== Challenge ==
Extract the full set of records that follows, word for word.

══ Data to use

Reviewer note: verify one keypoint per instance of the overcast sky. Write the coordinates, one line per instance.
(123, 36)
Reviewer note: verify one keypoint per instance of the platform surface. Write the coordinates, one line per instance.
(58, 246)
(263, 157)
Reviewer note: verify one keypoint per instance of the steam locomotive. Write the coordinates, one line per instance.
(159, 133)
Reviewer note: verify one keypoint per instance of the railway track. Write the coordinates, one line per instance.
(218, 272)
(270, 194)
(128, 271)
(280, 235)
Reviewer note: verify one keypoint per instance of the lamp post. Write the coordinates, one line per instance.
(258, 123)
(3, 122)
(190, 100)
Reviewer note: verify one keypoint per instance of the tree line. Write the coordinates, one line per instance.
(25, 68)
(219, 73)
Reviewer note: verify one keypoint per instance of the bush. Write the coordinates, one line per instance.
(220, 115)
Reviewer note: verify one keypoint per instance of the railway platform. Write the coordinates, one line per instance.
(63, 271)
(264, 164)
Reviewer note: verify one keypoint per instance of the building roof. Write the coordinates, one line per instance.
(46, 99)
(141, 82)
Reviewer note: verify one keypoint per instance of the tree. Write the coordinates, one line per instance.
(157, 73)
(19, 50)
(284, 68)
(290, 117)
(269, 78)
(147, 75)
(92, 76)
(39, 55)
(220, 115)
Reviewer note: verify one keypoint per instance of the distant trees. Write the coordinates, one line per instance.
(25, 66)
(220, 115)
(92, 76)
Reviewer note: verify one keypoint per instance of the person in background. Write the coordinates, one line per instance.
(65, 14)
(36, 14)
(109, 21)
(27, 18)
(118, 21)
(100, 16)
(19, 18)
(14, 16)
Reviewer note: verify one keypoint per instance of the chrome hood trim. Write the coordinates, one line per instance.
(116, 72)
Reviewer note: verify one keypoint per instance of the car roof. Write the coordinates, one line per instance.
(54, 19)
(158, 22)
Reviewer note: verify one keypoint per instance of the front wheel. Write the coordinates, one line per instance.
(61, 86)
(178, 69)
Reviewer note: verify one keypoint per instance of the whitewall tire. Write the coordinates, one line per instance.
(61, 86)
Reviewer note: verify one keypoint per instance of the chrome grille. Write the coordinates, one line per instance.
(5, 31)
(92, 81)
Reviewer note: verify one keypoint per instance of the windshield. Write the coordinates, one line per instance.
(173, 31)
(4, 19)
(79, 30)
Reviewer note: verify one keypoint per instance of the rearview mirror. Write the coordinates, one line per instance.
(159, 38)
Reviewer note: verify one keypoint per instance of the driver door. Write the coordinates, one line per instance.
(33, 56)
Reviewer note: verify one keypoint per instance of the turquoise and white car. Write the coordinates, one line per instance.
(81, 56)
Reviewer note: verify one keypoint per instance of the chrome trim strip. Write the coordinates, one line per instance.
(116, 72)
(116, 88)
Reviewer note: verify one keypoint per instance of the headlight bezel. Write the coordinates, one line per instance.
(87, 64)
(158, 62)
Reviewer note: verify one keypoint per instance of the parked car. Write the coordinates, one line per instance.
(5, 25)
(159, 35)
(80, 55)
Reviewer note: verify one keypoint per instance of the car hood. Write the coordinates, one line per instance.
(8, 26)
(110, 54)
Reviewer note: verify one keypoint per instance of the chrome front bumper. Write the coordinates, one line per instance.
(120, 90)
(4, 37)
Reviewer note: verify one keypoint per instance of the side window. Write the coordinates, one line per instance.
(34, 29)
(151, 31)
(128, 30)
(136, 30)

════

== Correct response ==
Reviewer note: verify one keypoint per instance of the overcast sky. Write the coordinates, one line per instance.
(123, 36)
Reviewer note: verify one keypoint per instance of the platform surface. Write the coordinates, one line per instance.
(58, 246)
(263, 157)
Reviewer note: verify one keypoint per instance of the steam locomotive. Write the coordinates, one line per instance.
(159, 133)
Reviewer note: verify one keypoint per instance of the railway track. Write the coordinates, one line per instance.
(218, 272)
(270, 194)
(128, 271)
(280, 235)
Reviewer note: verify one keypoint per instance of the lamp post. Write the coordinates, one line per instance.
(258, 123)
(3, 122)
(190, 100)
Reviewer note: verify one keypoint per instance of the tree line. Write the coordinates, one line per instance.
(25, 68)
(219, 73)
Reviewer note: verify one keypoint per instance of the bush. Write the coordinates, one line per instance.
(220, 115)
Reviewer note: verify one keypoint per instance of the railway platform. Write the coordinates, one line per instance.
(63, 271)
(264, 164)
Reviewer note: verify one keypoint per instance of the building roof. Write the coordinates, one line per instance.
(46, 99)
(141, 82)
Reviewer note: verify one keypoint per instance of the tree. Write the coordinates, one line per instance.
(157, 73)
(19, 50)
(284, 68)
(290, 117)
(269, 78)
(147, 75)
(92, 76)
(39, 55)
(220, 115)
Reviewer note: verify one keypoint per instance of the distant trees. Write the coordinates, one line per instance.
(25, 66)
(220, 115)
(92, 76)
Reviewer note: verify one keypoint per instance of the person in background. Write the coordinates, one line per instance.
(65, 14)
(36, 14)
(109, 21)
(27, 18)
(118, 21)
(100, 16)
(19, 18)
(14, 16)
Reviewer note: verify one keypoint per instance of the chrome hood trim. Write the coordinates, one line per instance.
(116, 72)
Reviewer note: verify one keypoint per instance of the car roof. Write the coordinates, one line per instance.
(54, 19)
(158, 22)
Reviewer note: verify one keypoint per instance of the front wheel. Write the coordinates, one line per instance.
(61, 86)
(178, 69)
Reviewer note: verify one keypoint per instance of the whitewall tire. Write the coordinates, one line per instance.
(61, 86)
Reviewer note: verify one keypoint per instance of the chrome grille. Write the coordinates, one line per instance.
(5, 31)
(92, 81)
Reviewer note: verify one keypoint per instance of the windshield. Write the coordinates, one line per instance.
(173, 31)
(4, 19)
(79, 30)
Reviewer note: verify one keypoint per instance of the rearview mirror. Write the coordinates, one line per instance.
(159, 38)
Reviewer note: verify one keypoint per instance of the driver door. Write the coordinates, one line per instance.
(33, 56)
Reviewer note: verify one keypoint per instance of the turquoise and white car. Write the coordinates, one line per instance.
(81, 56)
Reviewer note: verify one keypoint per instance of the chrome trim strip. Write the coordinates, one line per instance.
(116, 72)
(116, 88)
Reviewer note: verify one keypoint per instance of the headlight bezel. Write the coordinates, one line per instance.
(87, 64)
(158, 62)
Reviewer note: verify one keypoint per instance of the parked car. Write the coordinates, one line per instance.
(5, 25)
(159, 35)
(80, 55)
Reviewer note: verify one keypoint per instance of the car hood. Write the coordinates, one line per instance.
(8, 26)
(110, 54)
Reviewer note: verify one keypoint per instance of the chrome front bumper. Write the coordinates, one line per instance.
(120, 90)
(4, 37)
Reviewer note: verify one keypoint per instance of the side window. Write the coordinates, one line per instance.
(34, 29)
(151, 31)
(128, 30)
(136, 30)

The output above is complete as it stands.